● Selected extract
It’s that time of year again, folks, and there’s nothing like a little heart-warming cheesiness to get you into the holiday spirit. So here is our gift to you: All the classic carols you expect, a few modern songs you might not, and a weird ditty here and there to keep you on your toes. Happy holidays and merry Christmas!
“Jingle Bell Rock” – Bobby Helms
Let’s be honest: There’s no other way to start off a cheesy holiday playlist. Though it was first recorded by Bobby Helms in 1957, “Jingle Bell Rock” still gets airtime around this time of year, every single holiday season. For those of us who can quote the entire Mean Girls movie, the song might bring on some grins of appreciation.
“Fairytale of New York” – The Pogues
Shane MacGowan of The Pogues described the hit song in an interview like so: “…it’s about these old Irish-American Broadway stars who are sitting round at Christmas talking about whether things are going okay”. It’s been dubbed “the best Christmas song of all time” by many in the UK. Since it’s the country’s most-played seasonal song of the 21st century, that title might have some merit.

● Challenges
**1)** According to the introduction of the holiday playlist text, what three kinds of songs does the playlist include?
**2)** In the holiday playlist text, in what year did Bobby Helms first record "Jingle Bell Rock"?
**3)** Transcribe the holiday playlist text from "It’s that time" to "and merry Christmas!", inclusive.
The entries that come next have no connection to the holiday playlist text.

● Records supplied

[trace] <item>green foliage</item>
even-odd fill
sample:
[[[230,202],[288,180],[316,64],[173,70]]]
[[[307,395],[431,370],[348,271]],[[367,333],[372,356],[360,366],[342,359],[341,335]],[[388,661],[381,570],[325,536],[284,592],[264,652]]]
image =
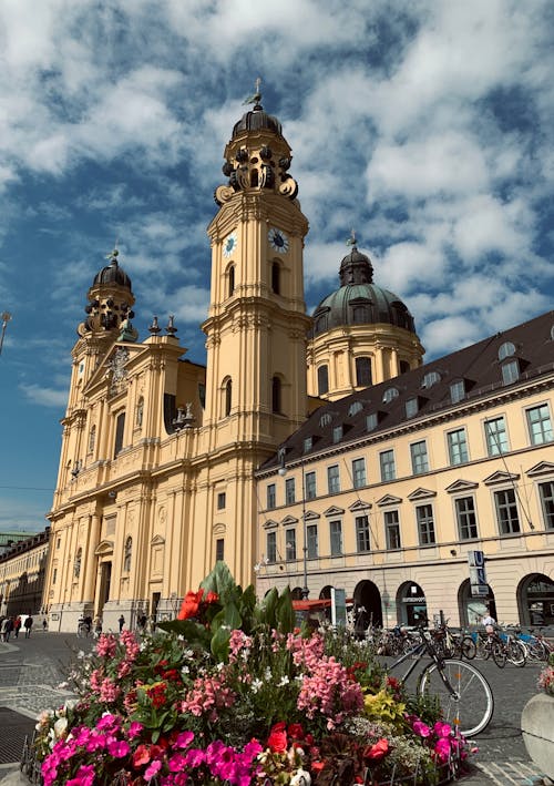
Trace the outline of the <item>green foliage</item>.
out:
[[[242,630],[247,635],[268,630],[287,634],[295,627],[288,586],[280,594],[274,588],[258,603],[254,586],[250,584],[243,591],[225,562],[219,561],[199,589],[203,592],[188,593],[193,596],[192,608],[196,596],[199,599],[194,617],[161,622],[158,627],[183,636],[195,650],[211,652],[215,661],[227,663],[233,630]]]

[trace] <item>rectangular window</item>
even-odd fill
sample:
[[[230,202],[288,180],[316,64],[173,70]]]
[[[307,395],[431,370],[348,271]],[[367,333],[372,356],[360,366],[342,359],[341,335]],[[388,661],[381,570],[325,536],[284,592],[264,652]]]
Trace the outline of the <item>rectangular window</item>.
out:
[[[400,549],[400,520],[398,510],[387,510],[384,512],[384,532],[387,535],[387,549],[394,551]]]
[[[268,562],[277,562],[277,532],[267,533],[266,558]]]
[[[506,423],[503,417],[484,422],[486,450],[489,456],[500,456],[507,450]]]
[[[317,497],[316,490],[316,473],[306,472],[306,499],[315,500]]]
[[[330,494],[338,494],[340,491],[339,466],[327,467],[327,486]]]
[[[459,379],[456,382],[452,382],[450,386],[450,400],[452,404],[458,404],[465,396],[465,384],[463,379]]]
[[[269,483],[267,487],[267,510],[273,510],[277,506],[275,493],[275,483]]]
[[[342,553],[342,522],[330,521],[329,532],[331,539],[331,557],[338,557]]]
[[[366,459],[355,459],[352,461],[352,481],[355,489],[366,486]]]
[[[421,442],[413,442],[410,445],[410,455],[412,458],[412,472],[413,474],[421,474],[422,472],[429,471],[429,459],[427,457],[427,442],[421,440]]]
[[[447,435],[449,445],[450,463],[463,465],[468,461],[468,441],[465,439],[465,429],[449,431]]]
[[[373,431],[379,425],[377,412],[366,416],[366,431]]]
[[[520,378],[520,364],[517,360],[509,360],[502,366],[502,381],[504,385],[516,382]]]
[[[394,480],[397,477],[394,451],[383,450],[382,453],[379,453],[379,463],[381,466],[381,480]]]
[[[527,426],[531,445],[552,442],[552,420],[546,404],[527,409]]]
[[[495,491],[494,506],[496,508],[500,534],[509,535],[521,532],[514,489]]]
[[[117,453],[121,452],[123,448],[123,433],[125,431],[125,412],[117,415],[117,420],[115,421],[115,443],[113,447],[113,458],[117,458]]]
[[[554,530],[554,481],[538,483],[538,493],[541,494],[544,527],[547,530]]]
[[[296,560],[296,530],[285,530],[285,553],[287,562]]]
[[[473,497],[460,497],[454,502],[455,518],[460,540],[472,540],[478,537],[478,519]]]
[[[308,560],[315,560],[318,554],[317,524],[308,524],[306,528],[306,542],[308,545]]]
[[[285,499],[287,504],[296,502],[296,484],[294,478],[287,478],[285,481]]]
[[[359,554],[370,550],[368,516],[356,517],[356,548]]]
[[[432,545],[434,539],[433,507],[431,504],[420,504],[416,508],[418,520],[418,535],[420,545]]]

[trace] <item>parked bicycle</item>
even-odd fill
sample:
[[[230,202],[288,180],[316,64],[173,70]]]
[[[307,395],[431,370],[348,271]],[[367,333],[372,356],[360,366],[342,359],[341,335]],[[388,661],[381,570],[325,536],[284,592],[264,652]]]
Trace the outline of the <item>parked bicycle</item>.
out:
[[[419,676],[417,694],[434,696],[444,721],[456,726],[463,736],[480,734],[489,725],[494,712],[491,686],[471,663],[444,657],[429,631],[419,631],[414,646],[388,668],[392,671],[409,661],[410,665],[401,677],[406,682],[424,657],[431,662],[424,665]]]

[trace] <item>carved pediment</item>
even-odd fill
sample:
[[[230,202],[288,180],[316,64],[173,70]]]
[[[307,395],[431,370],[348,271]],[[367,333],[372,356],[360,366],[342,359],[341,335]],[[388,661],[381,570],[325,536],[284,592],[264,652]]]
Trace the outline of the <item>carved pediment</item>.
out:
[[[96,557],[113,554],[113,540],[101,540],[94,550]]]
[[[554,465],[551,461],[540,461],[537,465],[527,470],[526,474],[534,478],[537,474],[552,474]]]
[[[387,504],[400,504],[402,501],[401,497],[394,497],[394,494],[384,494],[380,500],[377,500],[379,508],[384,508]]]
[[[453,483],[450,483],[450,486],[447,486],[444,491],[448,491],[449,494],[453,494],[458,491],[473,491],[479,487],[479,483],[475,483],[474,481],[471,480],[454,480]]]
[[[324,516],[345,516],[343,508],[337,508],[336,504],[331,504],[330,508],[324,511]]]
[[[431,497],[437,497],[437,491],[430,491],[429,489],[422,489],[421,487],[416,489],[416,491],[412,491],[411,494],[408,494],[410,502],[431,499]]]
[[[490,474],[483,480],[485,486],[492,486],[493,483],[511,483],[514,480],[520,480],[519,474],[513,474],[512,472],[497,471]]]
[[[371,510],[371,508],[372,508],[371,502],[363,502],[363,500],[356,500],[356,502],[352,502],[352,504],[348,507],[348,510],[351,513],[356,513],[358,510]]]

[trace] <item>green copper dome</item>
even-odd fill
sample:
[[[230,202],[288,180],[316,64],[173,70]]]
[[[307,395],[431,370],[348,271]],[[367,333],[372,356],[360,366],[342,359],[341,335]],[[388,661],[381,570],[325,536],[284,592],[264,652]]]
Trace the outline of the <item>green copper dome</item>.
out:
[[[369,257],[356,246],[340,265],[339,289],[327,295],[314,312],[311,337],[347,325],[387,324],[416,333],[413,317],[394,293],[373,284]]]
* * *
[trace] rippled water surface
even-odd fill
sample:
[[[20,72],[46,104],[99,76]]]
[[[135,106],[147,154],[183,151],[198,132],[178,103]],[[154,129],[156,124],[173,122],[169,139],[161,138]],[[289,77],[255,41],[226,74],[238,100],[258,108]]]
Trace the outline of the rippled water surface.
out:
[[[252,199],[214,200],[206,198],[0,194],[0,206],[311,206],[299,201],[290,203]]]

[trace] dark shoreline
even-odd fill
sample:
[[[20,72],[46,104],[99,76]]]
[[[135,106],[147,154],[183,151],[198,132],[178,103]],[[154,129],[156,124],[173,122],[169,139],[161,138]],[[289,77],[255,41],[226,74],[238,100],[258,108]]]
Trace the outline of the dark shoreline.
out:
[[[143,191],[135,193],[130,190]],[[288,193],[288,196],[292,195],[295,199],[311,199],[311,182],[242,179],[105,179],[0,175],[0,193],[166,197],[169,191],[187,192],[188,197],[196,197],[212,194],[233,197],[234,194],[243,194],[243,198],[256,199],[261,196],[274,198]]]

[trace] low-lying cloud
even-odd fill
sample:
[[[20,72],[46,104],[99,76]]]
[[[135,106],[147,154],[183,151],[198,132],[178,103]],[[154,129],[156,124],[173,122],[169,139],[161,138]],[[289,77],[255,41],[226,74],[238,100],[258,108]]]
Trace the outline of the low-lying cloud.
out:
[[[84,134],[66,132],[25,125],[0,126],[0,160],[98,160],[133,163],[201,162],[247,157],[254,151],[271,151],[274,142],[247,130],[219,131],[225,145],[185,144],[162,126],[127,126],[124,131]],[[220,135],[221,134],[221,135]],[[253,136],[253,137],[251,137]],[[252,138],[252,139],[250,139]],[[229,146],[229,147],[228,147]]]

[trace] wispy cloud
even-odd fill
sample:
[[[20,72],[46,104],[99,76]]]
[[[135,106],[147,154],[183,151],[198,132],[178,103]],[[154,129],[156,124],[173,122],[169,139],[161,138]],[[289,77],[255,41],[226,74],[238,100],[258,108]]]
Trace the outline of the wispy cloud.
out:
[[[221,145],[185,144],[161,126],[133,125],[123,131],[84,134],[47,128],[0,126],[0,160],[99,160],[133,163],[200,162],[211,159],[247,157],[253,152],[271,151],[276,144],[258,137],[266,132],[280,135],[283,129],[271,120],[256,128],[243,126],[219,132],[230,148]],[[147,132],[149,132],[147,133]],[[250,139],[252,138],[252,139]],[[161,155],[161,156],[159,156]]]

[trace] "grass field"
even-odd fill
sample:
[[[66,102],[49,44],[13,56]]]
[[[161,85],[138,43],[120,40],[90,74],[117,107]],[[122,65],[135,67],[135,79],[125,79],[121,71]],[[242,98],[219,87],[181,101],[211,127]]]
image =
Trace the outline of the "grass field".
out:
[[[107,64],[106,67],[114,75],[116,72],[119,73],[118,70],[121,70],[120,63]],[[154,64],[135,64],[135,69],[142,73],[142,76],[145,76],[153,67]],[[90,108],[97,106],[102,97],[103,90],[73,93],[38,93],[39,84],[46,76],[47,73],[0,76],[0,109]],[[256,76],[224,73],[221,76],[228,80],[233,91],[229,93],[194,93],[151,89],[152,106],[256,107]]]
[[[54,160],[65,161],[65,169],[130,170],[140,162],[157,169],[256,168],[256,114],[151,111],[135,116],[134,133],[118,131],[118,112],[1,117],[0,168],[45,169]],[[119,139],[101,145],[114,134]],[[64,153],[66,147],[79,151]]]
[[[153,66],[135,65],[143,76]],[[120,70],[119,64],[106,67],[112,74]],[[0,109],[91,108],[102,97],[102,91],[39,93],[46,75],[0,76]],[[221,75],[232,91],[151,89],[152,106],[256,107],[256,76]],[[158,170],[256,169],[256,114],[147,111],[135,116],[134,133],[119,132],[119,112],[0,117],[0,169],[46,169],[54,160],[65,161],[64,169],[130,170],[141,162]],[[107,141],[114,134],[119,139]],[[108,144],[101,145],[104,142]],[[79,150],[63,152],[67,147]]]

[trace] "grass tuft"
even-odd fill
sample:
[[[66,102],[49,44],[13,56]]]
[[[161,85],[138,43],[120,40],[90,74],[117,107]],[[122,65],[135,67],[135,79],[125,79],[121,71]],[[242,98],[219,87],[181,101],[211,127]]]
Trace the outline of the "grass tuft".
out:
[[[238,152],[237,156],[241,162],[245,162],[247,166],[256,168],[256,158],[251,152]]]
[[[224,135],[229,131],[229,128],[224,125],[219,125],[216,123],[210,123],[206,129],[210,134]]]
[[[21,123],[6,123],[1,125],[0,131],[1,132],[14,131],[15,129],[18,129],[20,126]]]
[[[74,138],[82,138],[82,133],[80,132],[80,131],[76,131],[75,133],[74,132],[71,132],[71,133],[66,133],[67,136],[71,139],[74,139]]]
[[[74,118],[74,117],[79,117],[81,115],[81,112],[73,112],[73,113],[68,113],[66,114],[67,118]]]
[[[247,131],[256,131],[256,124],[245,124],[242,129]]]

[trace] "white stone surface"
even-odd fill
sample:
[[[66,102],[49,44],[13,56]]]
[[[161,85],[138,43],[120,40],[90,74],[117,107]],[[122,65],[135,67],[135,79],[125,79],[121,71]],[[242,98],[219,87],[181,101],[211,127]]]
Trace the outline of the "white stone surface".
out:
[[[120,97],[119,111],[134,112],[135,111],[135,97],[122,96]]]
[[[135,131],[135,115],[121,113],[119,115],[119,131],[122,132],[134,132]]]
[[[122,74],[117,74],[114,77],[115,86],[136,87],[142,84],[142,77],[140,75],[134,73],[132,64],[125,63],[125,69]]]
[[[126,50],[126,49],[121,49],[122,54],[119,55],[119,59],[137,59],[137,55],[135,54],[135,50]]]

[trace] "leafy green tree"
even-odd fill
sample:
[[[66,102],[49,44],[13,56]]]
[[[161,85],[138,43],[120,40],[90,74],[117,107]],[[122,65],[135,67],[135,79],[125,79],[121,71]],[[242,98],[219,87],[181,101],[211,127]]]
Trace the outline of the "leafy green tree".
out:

● Written responses
**1)**
- Classic carols you expect
- A few modern songs you might not expect
- A weird ditty here and there

**2)** 1957

**3)**
It’s that time of year again, folks, and there’s nothing like a little heart-warming cheesiness to get you into the holiday spirit. So here is our gift to you: All the classic carols you expect, a few modern songs you might not, and a weird ditty here and there to keep you on your toes. Happy holidays and merry Christmas!